| YOUR INSTRUCTIONS |
Locate every line in the listing below that contains the word "small" and reproduce each of those lines in full.

== DATA ==

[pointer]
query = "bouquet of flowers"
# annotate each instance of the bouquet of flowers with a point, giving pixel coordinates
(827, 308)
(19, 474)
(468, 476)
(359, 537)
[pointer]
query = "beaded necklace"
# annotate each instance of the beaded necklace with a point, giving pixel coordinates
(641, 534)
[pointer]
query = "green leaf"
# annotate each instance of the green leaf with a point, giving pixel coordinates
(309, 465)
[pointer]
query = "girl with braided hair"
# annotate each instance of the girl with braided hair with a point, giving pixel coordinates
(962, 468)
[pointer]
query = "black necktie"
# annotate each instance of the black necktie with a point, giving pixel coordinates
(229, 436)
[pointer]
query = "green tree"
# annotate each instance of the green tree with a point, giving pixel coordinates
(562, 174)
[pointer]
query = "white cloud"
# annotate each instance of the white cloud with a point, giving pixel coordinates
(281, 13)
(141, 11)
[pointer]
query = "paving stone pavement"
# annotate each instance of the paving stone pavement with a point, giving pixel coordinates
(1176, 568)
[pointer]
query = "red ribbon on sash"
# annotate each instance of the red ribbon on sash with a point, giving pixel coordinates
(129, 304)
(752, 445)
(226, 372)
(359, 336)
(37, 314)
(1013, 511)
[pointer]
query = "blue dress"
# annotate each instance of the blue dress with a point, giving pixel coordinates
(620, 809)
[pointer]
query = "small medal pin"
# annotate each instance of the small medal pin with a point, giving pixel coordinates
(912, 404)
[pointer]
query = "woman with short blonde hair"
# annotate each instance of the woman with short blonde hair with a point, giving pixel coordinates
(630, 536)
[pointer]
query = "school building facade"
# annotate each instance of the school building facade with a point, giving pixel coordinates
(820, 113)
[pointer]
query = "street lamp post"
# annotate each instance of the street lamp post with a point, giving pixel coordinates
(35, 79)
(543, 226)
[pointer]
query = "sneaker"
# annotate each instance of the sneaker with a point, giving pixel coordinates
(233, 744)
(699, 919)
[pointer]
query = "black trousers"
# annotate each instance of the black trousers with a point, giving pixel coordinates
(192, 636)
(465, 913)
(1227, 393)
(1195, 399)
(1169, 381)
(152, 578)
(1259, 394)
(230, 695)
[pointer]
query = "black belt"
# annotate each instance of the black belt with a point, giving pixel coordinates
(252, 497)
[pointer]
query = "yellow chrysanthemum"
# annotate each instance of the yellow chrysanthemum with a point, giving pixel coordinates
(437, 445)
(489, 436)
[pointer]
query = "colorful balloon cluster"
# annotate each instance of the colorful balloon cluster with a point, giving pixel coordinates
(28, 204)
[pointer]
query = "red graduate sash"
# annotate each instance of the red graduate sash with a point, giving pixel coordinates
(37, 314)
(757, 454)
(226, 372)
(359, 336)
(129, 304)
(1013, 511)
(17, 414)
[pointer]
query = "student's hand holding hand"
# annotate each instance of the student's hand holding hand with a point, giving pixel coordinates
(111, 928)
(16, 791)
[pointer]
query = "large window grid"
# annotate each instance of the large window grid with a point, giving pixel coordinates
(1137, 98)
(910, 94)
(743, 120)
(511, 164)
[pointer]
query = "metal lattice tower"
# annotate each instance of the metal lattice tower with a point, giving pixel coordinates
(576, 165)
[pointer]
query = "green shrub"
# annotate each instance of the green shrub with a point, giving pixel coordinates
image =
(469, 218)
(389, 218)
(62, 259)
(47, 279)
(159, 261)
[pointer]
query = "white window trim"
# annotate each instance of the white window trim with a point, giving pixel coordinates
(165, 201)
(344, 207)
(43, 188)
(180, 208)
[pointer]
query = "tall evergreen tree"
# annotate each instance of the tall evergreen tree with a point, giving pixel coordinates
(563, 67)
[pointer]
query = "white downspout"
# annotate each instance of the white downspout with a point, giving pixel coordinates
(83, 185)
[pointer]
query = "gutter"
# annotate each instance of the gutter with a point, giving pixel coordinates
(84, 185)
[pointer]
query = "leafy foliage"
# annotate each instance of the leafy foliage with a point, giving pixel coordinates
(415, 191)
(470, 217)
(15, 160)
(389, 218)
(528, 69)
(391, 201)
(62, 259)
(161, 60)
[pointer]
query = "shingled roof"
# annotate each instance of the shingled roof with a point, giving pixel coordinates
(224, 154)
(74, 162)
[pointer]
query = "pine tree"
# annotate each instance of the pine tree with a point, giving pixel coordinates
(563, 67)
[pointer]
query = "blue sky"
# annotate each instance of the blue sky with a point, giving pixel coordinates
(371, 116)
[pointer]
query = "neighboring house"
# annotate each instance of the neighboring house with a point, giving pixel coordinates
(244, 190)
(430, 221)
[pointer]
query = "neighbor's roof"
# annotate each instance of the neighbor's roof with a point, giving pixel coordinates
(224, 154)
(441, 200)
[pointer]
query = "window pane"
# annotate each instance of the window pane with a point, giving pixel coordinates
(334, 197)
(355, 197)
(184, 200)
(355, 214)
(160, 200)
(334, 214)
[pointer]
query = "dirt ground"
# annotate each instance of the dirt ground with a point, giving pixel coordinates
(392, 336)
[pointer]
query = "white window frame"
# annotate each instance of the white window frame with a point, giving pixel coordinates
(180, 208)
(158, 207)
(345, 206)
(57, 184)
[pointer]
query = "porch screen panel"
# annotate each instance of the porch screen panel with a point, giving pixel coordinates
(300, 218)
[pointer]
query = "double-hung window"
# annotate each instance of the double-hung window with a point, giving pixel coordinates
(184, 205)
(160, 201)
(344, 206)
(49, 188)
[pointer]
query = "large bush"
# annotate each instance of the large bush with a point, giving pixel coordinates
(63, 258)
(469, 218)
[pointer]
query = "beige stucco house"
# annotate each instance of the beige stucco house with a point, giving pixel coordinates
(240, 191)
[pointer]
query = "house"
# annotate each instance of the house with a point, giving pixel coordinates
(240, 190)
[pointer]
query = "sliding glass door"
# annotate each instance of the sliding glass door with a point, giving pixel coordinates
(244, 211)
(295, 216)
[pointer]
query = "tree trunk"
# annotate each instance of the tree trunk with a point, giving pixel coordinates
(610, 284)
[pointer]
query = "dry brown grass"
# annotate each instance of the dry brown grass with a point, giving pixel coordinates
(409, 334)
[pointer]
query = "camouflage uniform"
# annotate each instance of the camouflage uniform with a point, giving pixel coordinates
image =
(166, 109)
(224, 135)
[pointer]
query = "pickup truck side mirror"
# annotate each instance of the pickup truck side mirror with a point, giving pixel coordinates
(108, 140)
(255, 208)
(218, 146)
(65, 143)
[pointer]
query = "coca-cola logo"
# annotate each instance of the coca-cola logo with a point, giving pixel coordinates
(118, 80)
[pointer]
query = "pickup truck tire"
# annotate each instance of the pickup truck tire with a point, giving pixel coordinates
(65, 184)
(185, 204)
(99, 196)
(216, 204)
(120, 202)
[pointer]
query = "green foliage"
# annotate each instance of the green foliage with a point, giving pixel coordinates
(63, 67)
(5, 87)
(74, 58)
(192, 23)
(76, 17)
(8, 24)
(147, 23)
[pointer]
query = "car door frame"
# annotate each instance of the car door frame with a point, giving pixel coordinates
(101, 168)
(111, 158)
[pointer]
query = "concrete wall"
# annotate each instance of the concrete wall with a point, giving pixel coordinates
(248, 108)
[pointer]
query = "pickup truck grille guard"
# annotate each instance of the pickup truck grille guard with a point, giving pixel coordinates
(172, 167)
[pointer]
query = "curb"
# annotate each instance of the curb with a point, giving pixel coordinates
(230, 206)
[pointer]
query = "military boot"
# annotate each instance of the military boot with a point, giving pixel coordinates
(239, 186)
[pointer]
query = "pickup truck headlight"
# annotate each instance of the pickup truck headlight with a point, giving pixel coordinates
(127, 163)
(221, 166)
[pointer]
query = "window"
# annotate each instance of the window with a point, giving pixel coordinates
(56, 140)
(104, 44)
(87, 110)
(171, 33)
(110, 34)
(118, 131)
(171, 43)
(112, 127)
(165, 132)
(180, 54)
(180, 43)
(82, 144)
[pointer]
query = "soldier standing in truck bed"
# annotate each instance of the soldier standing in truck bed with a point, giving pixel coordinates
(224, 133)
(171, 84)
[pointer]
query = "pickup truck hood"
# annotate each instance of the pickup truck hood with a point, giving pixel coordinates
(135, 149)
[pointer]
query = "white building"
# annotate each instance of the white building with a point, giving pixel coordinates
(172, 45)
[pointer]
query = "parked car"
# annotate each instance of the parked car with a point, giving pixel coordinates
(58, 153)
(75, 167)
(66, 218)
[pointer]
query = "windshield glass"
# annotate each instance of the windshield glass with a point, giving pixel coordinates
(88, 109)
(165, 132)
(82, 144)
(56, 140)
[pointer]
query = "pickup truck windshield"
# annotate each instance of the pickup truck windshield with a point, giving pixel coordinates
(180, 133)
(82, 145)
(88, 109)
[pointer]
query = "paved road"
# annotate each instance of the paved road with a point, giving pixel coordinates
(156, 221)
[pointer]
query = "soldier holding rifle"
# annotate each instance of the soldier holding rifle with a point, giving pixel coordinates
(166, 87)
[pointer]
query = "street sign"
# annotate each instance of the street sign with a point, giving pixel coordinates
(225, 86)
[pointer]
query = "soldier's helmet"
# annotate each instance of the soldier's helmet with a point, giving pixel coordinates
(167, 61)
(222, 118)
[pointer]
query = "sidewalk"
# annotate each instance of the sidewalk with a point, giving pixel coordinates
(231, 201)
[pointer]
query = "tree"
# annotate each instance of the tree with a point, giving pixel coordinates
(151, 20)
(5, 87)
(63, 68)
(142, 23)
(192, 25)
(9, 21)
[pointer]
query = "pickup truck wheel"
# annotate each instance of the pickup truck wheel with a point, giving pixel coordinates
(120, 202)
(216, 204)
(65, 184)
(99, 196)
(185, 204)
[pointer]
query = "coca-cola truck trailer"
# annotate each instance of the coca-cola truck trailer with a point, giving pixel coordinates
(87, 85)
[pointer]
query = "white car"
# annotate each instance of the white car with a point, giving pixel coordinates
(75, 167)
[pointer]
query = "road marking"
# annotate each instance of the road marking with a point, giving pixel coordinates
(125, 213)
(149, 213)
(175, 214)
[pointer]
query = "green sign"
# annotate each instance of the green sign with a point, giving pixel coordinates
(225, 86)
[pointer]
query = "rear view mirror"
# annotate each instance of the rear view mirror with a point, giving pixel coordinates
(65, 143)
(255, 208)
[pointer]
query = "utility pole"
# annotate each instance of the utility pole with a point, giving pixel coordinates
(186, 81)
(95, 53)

===

| TASK ANSWER |
query = "small medal pin"
# annotate each instance of the small medal pin with a point, giving pixel coordinates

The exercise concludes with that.